# Quoted passage
Thursday, April 10, 2008

An Androgynous Mind

Tilda Swinton, accomplished art house and mainstream actress famously known for her androgynous looks, plays Orlando a young man who transformed into an ageless woman in the gender-bending themed film, Orlando, adapted from Woolf’s 1928 novel of the same name

“And I went on amateurishly to sketch a plan of the soul so that in each of us two powers preside, one male, one female... The normal and comfortable state of being is that when the two live in harmony together, spiritually co-operating... Coleridge perhaps meant this when he said that a great mind is androgynous. It is when this fusion takes place that the mind is fully fertilized and uses all its faculties. Perhaps a mind that is purely masculine cannot create, any more than a mind that is purely feminine…”

# Objective A
From the post "An Androgynous Mind," list every real person it mentions by name. Leave out fictional characters.
# Objective B
Write the next paragraph of the post "An Androgynous Mind," following on from its closing quotation.

# Provided records
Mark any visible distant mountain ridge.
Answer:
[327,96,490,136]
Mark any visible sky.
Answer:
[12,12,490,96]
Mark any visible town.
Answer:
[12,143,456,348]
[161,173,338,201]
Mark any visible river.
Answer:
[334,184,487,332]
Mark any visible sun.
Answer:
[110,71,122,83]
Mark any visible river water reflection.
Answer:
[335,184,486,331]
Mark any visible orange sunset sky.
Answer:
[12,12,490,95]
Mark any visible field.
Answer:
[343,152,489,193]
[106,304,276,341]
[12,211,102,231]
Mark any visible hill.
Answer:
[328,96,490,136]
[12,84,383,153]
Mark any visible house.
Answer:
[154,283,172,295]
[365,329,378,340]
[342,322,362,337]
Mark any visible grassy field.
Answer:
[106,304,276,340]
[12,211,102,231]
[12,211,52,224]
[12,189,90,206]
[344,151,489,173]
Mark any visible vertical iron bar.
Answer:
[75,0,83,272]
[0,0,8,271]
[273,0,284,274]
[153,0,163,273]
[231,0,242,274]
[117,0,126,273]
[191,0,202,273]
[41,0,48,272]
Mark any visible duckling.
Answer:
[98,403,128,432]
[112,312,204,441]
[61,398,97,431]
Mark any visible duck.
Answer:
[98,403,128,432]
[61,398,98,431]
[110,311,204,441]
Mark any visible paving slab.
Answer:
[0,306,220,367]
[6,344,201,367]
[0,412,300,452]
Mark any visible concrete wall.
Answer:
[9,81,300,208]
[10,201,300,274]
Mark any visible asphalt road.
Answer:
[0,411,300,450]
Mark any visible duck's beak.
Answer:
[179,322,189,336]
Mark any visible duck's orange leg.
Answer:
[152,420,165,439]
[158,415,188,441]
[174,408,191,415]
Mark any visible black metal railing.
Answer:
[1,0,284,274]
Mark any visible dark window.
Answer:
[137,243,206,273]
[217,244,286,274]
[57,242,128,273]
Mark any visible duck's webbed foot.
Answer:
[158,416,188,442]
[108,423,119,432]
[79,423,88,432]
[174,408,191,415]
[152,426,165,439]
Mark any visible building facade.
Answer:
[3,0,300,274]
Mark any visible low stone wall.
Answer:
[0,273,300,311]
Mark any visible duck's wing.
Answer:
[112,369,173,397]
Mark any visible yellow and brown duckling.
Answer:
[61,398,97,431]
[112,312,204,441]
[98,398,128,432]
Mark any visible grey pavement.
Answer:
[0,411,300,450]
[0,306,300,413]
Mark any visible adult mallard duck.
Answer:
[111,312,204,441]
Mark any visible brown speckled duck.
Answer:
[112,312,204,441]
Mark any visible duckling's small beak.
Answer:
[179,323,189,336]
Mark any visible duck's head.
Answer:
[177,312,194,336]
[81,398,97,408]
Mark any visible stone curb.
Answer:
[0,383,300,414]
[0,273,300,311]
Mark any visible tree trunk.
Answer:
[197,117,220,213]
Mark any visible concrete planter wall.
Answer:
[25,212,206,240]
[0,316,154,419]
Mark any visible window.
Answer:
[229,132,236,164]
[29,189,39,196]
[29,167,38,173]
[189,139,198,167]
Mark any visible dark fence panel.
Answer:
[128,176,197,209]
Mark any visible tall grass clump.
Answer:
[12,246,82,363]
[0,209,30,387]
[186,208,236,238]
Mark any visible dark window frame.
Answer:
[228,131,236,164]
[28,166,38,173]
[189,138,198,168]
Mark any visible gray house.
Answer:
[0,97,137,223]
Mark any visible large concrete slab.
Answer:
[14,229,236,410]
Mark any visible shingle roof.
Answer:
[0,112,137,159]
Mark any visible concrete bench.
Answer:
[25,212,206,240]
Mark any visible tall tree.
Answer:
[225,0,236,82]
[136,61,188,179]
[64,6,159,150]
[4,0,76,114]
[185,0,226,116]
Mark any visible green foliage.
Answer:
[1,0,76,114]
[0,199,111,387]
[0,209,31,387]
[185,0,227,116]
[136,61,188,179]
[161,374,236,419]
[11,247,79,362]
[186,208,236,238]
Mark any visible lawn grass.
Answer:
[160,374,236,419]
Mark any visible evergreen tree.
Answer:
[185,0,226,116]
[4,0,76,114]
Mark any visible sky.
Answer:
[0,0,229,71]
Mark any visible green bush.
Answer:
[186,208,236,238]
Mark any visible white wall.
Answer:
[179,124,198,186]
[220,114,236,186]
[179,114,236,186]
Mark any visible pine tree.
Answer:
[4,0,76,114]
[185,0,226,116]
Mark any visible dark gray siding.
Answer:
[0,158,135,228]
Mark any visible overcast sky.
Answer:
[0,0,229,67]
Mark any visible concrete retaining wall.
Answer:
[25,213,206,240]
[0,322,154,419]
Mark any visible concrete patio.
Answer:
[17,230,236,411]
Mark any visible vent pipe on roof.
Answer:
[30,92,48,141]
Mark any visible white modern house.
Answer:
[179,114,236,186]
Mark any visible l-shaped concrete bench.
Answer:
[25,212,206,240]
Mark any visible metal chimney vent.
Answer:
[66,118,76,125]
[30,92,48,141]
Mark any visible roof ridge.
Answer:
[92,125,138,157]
==
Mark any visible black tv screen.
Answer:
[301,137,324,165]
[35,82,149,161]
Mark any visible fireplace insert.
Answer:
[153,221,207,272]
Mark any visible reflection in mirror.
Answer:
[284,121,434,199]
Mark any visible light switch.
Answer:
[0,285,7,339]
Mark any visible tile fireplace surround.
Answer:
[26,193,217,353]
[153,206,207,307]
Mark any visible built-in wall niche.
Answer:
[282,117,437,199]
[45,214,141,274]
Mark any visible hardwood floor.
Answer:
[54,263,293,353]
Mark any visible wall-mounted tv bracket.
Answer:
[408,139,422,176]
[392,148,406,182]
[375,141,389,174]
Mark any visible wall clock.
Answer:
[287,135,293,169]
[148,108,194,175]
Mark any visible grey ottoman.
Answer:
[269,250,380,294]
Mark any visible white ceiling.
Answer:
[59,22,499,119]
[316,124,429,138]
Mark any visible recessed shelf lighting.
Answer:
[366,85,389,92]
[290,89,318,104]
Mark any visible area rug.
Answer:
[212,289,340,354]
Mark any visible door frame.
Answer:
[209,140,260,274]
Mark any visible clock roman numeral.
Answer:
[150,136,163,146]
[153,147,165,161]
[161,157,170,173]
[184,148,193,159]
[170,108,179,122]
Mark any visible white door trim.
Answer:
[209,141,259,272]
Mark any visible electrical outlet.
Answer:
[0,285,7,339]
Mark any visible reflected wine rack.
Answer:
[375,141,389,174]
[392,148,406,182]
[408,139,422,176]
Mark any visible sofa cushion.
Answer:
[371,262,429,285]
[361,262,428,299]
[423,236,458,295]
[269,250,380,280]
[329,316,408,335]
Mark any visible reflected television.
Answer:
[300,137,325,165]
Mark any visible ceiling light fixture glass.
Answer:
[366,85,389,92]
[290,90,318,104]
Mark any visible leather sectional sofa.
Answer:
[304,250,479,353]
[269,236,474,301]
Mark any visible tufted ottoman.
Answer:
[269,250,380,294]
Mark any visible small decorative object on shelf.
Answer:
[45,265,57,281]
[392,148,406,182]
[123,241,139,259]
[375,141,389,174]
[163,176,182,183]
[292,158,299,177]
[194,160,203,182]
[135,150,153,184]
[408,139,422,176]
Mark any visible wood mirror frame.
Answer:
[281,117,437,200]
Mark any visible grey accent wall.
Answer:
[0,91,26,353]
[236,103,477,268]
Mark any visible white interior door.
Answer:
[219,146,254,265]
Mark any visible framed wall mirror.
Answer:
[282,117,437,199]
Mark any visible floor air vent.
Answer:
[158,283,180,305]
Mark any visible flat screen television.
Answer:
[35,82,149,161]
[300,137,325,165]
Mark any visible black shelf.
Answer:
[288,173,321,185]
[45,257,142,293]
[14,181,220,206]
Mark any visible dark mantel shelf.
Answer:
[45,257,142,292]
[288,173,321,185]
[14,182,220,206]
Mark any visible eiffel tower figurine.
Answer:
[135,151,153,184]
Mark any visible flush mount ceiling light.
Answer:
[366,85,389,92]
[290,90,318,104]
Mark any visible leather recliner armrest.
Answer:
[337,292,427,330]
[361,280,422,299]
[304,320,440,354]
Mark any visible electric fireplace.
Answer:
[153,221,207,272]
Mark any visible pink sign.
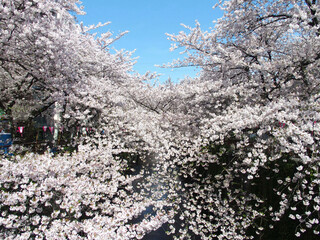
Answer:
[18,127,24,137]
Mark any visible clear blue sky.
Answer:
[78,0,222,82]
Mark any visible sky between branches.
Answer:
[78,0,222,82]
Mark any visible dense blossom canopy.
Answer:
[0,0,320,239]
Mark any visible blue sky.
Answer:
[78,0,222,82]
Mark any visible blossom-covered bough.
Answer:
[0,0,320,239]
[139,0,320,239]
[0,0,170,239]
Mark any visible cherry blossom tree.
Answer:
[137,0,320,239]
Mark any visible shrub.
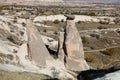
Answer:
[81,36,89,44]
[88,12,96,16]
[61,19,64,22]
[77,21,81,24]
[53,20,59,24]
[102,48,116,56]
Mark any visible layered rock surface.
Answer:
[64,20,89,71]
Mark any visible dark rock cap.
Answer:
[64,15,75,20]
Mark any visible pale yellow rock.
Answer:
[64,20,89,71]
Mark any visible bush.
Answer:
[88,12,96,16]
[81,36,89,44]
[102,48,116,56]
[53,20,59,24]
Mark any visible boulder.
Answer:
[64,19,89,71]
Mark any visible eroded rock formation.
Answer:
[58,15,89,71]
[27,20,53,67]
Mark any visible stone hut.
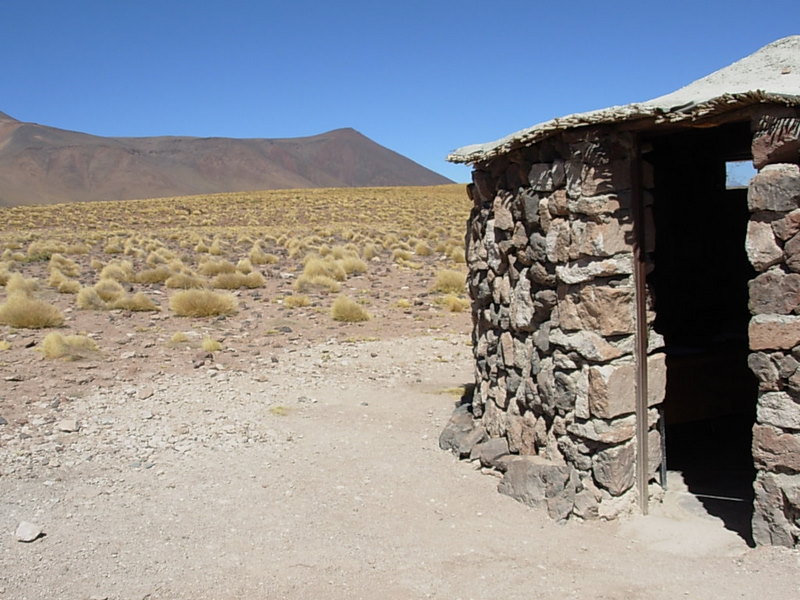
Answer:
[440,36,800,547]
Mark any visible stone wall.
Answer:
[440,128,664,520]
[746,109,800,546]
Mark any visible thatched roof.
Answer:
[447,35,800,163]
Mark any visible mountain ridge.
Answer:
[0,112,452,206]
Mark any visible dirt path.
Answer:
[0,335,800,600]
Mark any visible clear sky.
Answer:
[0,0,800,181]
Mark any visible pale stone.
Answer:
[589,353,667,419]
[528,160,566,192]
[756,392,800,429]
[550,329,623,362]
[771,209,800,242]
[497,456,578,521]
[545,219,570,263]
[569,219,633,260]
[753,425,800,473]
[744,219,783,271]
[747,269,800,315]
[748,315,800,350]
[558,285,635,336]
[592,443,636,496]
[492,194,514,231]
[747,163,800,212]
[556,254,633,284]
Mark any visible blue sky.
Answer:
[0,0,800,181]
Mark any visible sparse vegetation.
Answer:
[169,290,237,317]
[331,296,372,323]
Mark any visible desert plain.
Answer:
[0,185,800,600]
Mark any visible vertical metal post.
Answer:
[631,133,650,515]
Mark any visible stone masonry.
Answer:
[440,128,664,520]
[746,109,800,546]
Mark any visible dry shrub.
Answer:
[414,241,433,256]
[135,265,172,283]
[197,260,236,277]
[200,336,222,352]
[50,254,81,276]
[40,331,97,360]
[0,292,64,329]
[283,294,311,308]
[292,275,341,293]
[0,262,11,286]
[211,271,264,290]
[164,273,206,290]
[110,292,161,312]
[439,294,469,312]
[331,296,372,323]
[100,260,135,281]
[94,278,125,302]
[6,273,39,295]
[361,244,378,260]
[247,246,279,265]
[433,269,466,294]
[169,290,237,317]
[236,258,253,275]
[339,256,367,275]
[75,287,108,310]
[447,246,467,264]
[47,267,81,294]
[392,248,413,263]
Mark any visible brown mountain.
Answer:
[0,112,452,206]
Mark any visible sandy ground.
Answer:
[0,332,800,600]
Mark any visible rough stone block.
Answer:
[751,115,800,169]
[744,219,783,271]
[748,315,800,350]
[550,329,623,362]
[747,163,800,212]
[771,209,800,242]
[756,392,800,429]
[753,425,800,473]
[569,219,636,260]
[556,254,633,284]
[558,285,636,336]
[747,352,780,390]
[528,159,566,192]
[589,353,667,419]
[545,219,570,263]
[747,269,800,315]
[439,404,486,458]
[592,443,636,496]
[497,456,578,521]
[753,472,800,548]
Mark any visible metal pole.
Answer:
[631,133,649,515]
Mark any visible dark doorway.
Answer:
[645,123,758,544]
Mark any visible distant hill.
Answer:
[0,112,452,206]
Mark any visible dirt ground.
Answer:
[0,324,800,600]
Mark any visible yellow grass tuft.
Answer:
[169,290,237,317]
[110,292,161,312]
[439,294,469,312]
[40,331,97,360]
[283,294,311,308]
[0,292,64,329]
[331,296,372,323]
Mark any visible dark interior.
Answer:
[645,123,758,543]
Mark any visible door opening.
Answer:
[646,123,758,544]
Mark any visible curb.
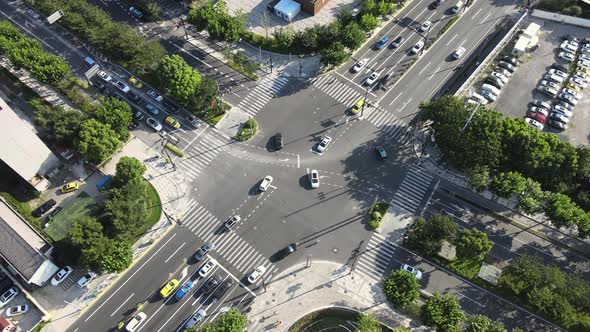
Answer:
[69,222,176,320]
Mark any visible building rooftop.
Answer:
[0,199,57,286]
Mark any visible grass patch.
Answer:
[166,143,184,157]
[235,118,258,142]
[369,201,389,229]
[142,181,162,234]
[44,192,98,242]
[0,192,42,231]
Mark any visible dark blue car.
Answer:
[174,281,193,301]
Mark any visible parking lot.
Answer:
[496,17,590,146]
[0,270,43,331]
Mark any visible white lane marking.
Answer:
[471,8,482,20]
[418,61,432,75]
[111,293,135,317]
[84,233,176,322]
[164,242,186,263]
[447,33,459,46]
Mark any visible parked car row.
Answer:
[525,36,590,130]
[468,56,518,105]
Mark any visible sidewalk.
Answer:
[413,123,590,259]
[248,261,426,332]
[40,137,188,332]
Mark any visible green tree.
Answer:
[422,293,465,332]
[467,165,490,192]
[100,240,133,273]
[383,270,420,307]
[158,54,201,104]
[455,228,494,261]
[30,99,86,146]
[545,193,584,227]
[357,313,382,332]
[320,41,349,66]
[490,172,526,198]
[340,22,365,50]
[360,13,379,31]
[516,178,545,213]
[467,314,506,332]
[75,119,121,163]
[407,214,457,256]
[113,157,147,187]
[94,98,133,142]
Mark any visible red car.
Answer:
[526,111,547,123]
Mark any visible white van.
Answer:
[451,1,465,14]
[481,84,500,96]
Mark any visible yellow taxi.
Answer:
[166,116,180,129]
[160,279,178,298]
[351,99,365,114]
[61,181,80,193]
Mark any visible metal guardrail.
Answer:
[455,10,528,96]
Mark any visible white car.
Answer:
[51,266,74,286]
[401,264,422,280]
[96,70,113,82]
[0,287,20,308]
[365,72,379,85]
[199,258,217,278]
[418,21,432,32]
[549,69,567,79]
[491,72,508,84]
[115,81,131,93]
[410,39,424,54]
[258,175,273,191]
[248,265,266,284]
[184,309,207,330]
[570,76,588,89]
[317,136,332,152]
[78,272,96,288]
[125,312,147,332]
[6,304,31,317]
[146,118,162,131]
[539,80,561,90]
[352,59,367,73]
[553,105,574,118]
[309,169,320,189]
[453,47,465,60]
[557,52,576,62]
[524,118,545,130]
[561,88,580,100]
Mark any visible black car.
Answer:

# Exercise result A
Tilda Swinton, Woolf, Coleridge

# Exercise result B
- Virginia Woolf, A Room of One’s Own

Extracted from Virginia Woolf and Her World (1975) by John Lehmann, it was approximately two years ago when I first came across the above passage while reading the said comprehensive biography. I was immediately tempted to conduct some research with the intention to gain insight into the rational of such assertions. From the findings made on this intellectually written extended-essay, I learnt that Woolf has attempted, without fail, to highlight the potentialities of a fully cultivated mind that is apparently androgynous in nature.

She progresses on six chapters for which she points out in agreement with Coleridge’s view concerning the supremacy of an androgynous mind. Notably, Samuel Taylor Coleridge is one of the prominent Romantic poet and philosopher that advocate the concept of an androgynous mind. They both share a common idea that an androgynous mind is present when one is working at the absence of sex-consciousness, thus producing output at its highest capacity, without impediment and free from gender-biasness.

Woolf’s primary intention is to mold a character that possesses both masculine and feminine feature in a harmonious blend. She realizes that female writers are not given the resources and avenue to explore their subjects and techniques, forcing them to conform to social norms and expectation of the typical themes among female writers during the time. It has therefore led to radical feminist movement which often jeopardizes the neutrality of view in the writings made.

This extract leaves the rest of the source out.